Consigne ▸
Mettez en liste numérotée les lignes des données ci-dessous, depuis celle qui contient « One point goes on every instance of the woman's » jusqu'à la fin, sans les lignes vides.

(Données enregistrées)
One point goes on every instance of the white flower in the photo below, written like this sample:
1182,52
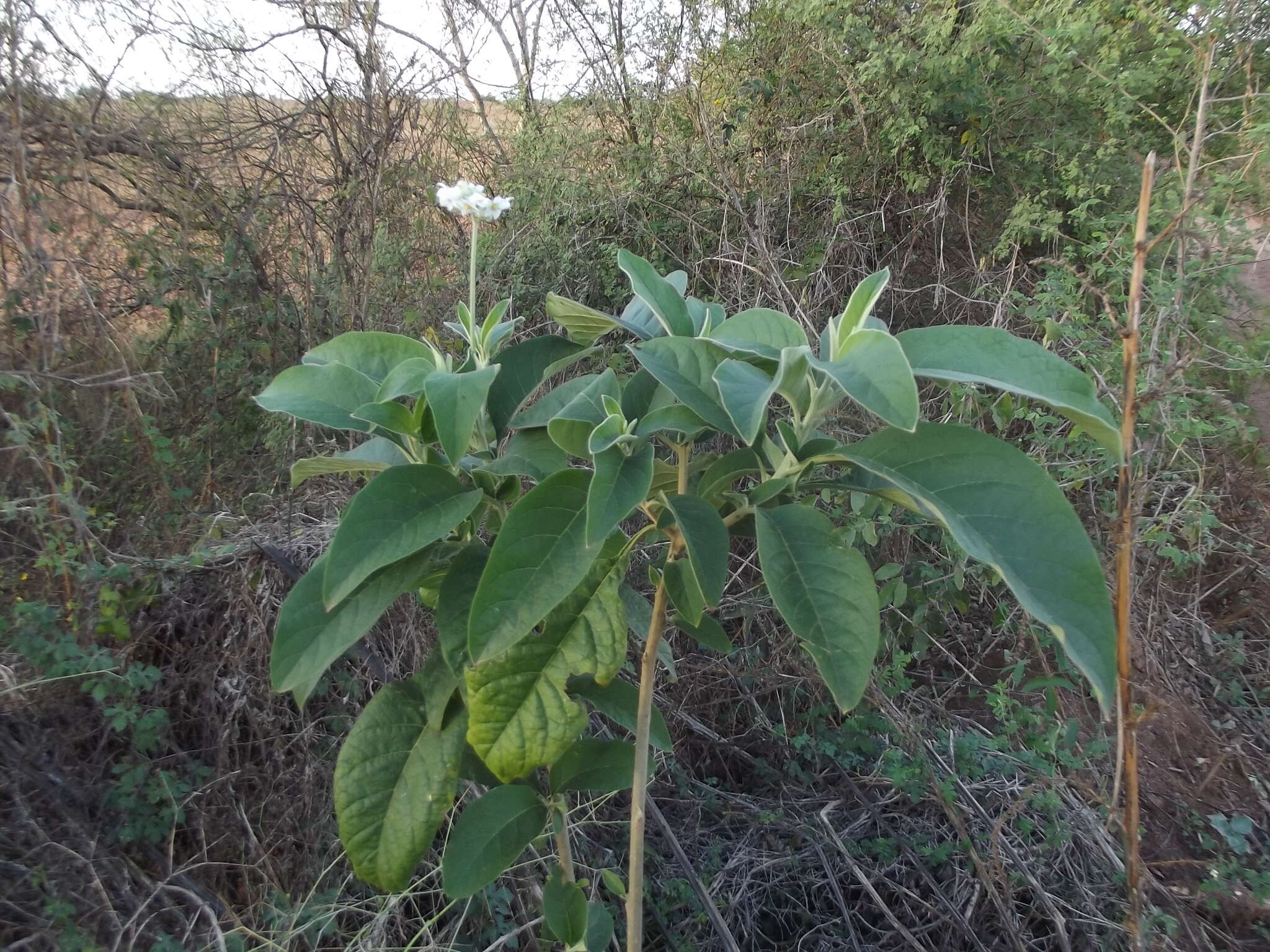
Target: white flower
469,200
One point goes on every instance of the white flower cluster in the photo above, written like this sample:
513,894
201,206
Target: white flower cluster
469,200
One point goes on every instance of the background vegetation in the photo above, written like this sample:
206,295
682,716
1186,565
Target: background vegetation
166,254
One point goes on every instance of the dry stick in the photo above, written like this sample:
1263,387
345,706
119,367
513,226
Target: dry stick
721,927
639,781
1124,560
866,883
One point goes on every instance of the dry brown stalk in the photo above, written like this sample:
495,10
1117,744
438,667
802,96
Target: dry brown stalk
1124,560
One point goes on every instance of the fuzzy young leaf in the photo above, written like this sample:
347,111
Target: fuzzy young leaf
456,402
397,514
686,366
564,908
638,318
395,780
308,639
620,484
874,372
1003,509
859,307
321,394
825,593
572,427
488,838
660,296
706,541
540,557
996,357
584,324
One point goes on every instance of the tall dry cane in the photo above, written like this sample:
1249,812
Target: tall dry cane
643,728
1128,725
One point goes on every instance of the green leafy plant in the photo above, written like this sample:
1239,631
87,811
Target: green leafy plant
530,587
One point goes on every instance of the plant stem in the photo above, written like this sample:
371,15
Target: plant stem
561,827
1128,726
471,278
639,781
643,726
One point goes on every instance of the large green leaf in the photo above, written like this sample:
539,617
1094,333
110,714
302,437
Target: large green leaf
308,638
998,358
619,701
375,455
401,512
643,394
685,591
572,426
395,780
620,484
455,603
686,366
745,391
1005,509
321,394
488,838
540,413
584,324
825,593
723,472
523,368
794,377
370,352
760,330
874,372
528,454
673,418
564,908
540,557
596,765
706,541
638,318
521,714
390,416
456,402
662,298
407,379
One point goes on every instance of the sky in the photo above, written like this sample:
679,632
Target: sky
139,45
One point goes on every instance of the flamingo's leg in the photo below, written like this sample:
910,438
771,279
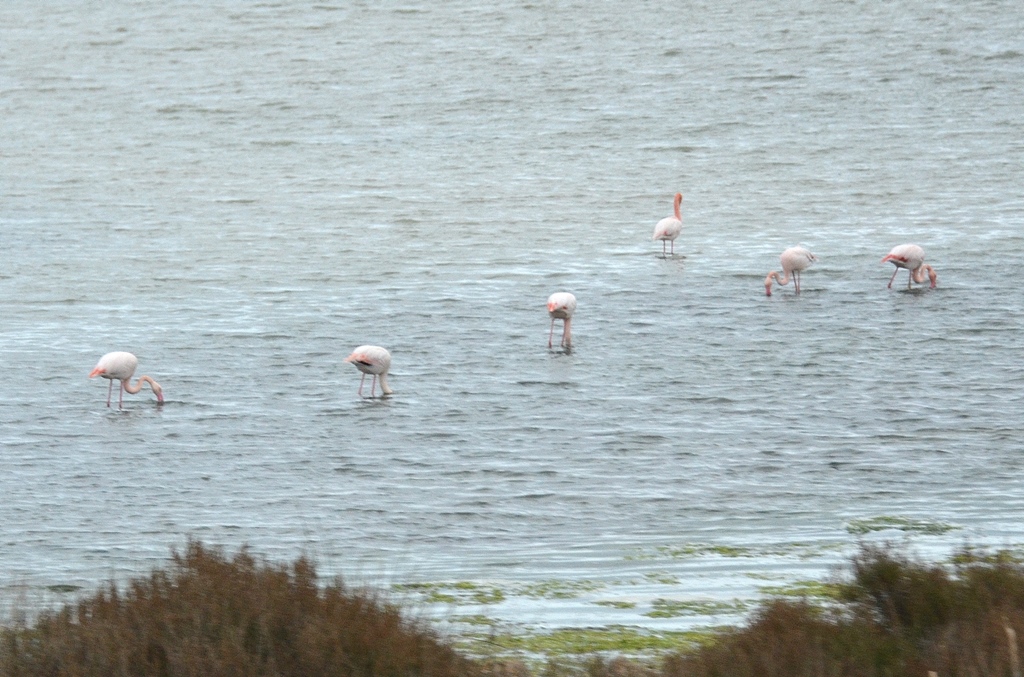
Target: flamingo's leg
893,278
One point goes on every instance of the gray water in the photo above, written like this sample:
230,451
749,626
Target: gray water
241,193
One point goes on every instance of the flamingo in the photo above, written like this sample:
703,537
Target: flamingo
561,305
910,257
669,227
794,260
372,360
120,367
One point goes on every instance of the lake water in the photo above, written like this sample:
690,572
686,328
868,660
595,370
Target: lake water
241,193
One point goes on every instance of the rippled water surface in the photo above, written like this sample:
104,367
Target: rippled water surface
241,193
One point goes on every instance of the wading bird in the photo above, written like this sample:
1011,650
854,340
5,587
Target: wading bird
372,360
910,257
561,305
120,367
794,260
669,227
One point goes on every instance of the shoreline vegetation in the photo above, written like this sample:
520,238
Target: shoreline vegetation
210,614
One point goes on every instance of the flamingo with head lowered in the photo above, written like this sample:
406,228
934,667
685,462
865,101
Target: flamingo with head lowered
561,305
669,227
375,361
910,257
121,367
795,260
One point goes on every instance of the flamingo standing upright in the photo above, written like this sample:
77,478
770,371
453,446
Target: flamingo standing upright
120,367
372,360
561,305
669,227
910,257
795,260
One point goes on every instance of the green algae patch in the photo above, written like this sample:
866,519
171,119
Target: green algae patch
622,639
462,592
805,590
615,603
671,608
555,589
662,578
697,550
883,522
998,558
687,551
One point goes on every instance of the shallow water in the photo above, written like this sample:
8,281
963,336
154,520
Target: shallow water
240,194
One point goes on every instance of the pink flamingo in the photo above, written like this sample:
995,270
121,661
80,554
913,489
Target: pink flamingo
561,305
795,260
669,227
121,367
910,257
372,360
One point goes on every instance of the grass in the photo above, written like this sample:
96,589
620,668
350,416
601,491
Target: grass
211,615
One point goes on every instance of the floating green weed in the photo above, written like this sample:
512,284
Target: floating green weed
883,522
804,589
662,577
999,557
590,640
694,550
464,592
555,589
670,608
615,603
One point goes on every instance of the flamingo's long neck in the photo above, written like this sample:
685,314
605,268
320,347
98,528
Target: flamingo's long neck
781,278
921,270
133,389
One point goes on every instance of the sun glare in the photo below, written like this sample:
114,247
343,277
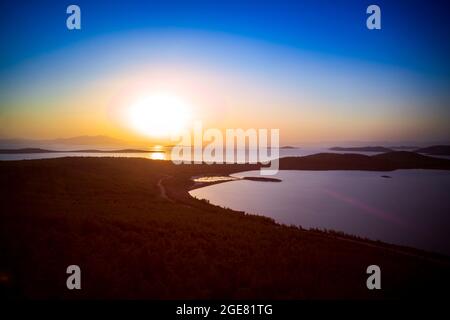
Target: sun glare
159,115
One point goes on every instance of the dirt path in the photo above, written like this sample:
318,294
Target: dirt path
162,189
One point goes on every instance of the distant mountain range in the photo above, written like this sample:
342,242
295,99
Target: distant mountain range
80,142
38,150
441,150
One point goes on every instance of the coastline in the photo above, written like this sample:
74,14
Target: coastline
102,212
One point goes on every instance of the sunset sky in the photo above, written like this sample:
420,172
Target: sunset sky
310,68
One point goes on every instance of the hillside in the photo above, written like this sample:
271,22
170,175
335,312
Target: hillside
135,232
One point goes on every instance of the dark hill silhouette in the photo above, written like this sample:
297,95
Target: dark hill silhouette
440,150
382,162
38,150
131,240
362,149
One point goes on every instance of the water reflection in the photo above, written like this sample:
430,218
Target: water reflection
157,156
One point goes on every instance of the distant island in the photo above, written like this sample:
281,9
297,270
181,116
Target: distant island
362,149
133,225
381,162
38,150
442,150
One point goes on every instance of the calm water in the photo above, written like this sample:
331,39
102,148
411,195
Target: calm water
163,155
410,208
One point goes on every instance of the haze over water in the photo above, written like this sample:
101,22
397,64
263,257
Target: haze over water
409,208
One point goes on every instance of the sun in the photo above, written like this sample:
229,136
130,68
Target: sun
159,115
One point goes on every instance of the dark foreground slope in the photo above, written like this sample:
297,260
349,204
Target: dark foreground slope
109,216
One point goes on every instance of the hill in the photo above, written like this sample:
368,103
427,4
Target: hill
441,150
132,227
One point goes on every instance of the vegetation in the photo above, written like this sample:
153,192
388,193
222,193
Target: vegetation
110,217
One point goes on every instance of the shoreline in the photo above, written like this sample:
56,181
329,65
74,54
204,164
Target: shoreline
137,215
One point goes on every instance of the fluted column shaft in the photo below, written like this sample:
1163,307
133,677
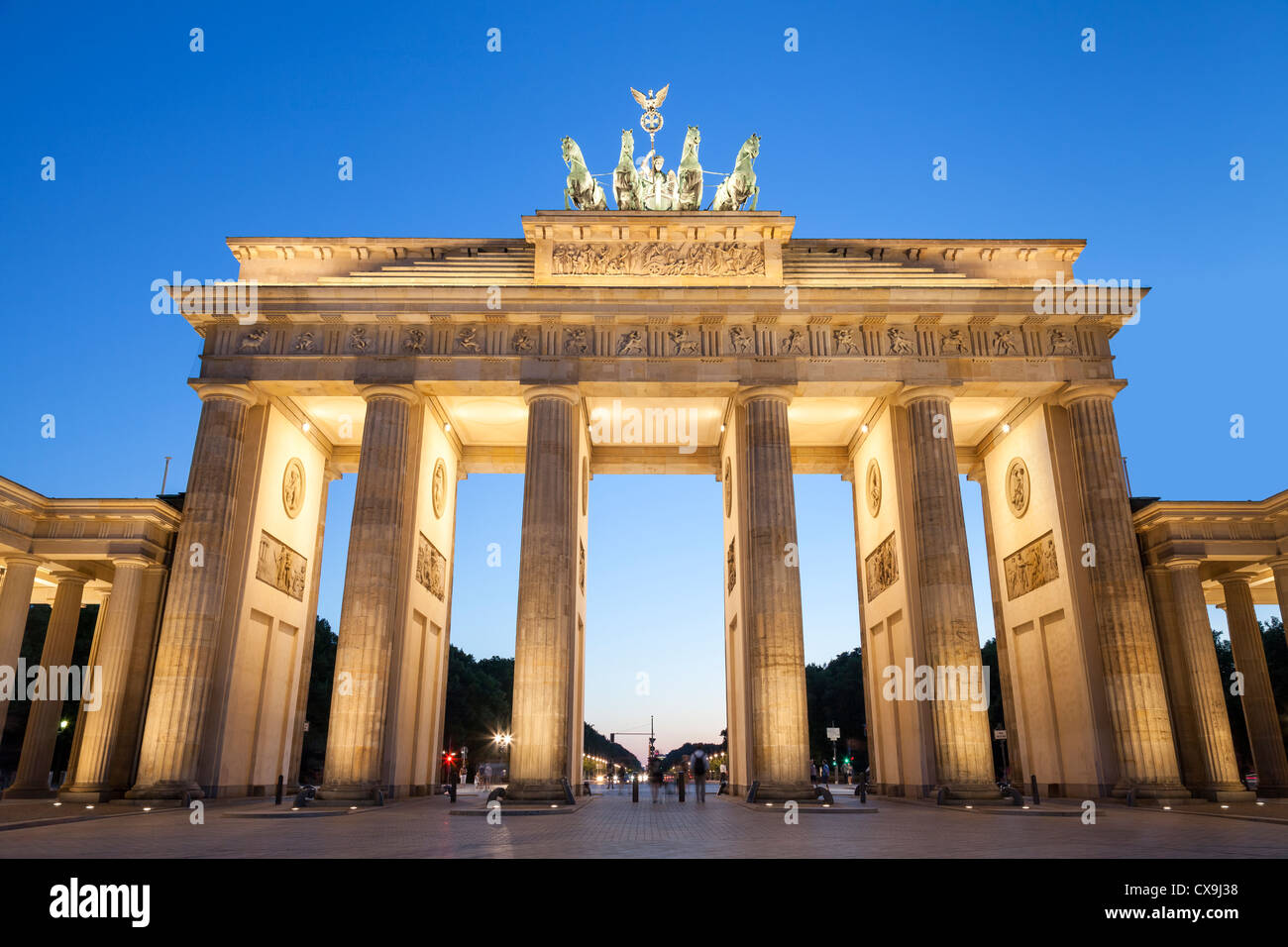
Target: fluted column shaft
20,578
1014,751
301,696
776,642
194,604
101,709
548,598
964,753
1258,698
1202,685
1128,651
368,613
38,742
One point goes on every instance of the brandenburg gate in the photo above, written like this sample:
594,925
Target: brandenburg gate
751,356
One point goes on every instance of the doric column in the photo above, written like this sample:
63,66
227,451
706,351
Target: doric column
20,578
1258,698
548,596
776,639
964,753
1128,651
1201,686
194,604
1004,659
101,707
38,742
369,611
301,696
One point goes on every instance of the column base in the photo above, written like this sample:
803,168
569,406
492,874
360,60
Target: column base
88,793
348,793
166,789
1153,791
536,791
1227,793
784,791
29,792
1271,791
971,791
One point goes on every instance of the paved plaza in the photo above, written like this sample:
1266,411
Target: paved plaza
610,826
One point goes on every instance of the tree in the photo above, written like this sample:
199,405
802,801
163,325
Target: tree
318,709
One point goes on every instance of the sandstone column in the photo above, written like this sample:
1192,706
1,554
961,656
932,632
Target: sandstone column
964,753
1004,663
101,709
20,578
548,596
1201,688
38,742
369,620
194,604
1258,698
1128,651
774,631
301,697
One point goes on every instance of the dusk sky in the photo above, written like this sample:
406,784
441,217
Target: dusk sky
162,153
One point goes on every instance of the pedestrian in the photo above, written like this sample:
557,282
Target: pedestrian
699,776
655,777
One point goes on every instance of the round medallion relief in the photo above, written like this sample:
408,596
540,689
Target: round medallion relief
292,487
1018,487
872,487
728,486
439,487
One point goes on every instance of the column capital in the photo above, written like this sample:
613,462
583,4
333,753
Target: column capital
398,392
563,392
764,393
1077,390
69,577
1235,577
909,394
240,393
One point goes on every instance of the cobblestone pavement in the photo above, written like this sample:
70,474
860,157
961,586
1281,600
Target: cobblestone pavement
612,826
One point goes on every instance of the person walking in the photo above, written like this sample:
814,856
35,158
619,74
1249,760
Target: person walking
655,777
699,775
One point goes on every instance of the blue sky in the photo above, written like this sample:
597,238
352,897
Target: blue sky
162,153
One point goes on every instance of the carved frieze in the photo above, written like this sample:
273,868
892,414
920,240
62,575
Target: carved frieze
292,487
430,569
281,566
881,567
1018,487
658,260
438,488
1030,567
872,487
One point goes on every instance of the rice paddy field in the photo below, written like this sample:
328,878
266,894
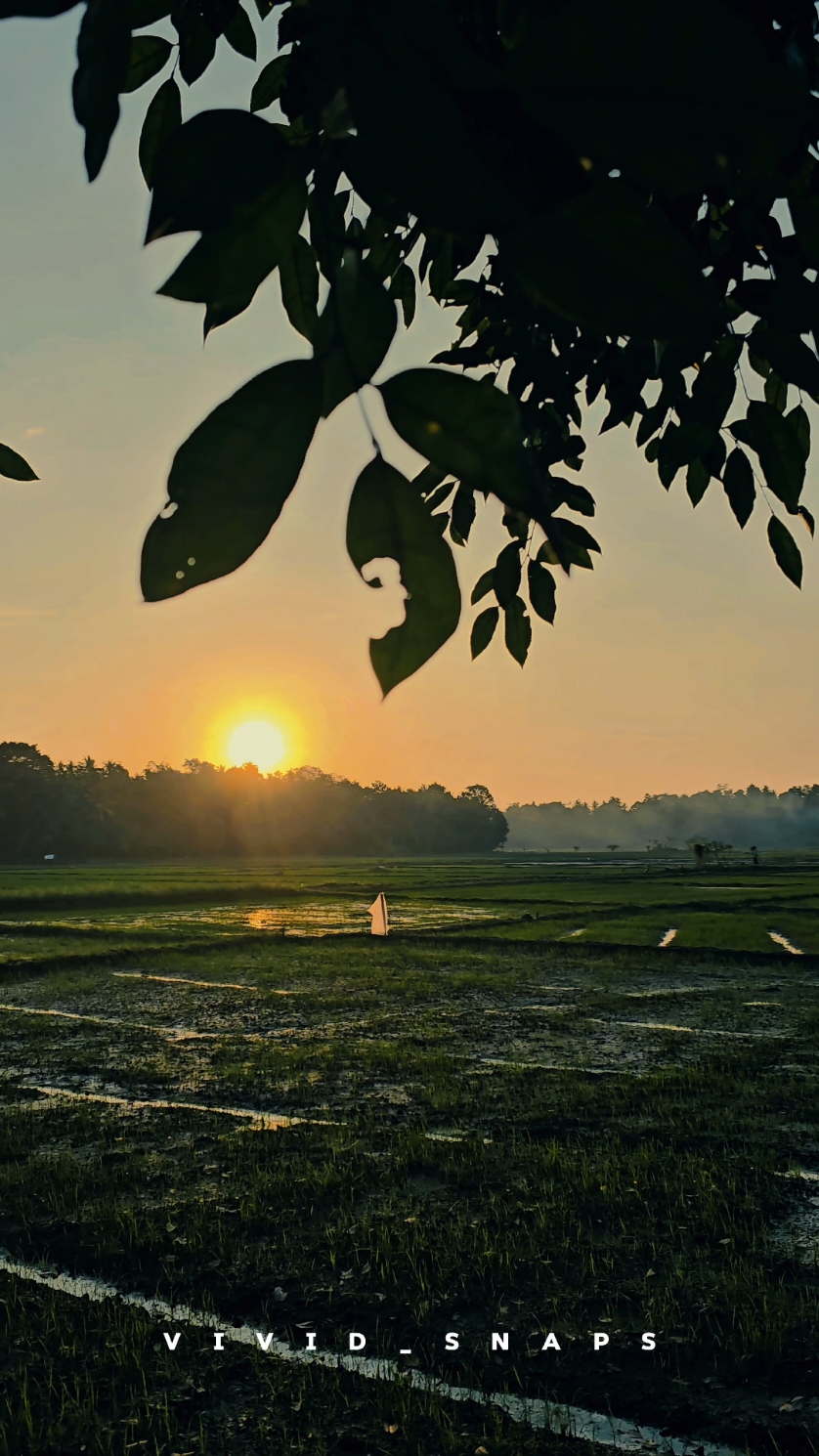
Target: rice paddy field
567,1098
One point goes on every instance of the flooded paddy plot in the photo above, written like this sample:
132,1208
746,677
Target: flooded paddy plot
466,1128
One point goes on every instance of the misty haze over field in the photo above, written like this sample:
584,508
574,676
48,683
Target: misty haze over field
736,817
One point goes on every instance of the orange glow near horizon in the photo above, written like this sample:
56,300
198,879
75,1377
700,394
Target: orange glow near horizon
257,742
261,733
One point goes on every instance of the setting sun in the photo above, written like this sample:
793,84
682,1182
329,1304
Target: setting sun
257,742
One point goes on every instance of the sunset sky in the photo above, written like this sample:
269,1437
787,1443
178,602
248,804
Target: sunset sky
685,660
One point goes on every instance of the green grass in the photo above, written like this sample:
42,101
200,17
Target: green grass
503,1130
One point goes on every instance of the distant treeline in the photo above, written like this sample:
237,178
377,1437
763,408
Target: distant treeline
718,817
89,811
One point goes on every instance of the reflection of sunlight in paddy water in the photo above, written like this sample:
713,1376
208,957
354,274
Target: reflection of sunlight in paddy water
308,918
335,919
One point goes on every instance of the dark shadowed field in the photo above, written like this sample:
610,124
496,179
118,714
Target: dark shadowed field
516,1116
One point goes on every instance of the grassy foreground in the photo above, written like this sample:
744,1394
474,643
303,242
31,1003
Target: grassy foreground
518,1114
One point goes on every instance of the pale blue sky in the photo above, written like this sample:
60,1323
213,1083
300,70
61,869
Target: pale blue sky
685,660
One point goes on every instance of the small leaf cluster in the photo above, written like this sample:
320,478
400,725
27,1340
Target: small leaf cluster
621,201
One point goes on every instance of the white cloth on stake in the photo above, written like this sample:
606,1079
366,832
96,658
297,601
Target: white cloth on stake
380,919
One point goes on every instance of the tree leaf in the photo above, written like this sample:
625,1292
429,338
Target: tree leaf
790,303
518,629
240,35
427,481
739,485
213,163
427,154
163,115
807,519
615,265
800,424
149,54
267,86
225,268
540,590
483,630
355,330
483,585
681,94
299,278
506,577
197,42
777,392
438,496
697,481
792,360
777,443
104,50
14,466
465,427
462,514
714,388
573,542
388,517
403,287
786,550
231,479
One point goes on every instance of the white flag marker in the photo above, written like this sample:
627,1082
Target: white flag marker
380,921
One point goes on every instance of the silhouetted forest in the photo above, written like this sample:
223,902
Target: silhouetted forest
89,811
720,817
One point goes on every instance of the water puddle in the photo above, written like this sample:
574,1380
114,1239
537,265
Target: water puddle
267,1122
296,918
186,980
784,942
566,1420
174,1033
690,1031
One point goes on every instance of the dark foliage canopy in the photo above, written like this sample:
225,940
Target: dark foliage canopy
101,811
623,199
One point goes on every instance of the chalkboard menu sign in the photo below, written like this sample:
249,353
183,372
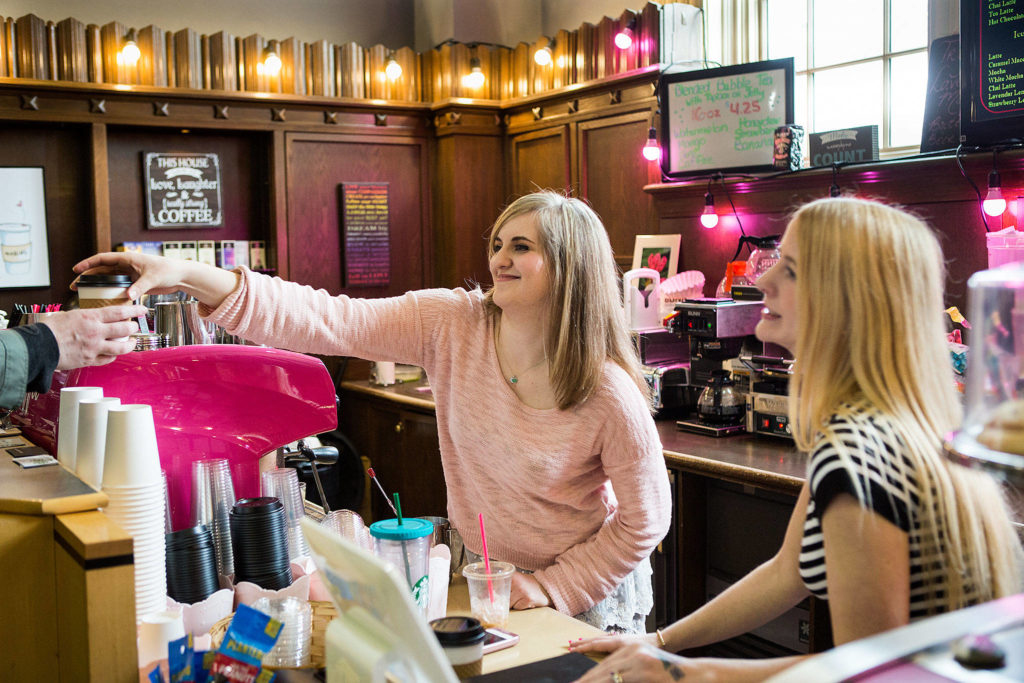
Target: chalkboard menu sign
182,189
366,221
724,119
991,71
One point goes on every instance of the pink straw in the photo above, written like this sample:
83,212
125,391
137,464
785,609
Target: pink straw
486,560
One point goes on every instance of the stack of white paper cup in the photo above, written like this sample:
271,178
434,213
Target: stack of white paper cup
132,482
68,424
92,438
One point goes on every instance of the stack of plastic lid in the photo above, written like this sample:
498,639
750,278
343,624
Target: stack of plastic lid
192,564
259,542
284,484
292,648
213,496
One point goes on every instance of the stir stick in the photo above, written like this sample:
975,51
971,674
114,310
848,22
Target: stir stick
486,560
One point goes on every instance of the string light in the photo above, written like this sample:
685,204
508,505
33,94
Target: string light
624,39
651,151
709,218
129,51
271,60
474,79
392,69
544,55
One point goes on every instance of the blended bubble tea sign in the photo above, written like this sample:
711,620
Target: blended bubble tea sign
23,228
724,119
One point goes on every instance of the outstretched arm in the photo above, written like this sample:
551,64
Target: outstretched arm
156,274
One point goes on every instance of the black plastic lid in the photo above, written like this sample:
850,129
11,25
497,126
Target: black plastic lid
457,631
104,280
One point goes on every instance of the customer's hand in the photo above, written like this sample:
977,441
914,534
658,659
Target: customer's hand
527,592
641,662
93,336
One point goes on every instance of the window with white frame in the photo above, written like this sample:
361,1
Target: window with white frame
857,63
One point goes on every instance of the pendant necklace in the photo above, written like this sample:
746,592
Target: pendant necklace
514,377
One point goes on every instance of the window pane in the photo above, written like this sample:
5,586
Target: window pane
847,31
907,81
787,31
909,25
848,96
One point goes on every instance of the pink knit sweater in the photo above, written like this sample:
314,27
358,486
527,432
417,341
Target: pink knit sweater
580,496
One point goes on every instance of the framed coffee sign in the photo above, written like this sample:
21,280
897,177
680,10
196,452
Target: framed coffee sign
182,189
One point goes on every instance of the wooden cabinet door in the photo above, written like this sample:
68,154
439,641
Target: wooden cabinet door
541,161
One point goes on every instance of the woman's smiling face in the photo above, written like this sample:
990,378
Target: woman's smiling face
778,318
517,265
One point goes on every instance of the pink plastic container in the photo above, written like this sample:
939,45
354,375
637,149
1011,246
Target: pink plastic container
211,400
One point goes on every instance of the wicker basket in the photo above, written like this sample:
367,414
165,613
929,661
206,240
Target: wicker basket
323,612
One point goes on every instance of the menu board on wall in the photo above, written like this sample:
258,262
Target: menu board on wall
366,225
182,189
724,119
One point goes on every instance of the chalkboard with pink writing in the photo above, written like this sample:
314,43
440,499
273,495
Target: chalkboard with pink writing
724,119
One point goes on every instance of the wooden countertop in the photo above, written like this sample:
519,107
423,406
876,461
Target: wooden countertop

Réponse complète ▸
1. One point goes on every instance of the woman's smiling face in the photo above, written like this sample:
2. 990,378
3. Target: woman's smiling face
4. 778,318
5. 517,265
6. One point goes on every instance of the pink plastic container in the photo above, written like this sample:
7. 939,45
8. 354,375
9. 637,149
10. 1011,246
11. Target: pink plastic container
12. 211,400
13. One point goes on every instance of the wicker basket in the photo above, written like this sample:
14. 367,414
15. 165,613
16. 929,661
17. 206,240
18. Target: wicker basket
19. 323,612
20. One point goes on every instance of the menu board on wall in the photo above, written like this sample:
21. 258,262
22. Target: menu board on wall
23. 366,225
24. 182,189
25. 724,119
26. One point goes on every instance of the chalkboard with pink writing in the photo above, written like this sample:
27. 314,43
28. 440,499
29. 273,495
30. Target: chalkboard with pink writing
31. 724,119
32. One point goes on every instance of the wooden countertop in the photo above, written like this sample:
33. 519,107
34. 423,406
35. 876,461
36. Target: wooden countertop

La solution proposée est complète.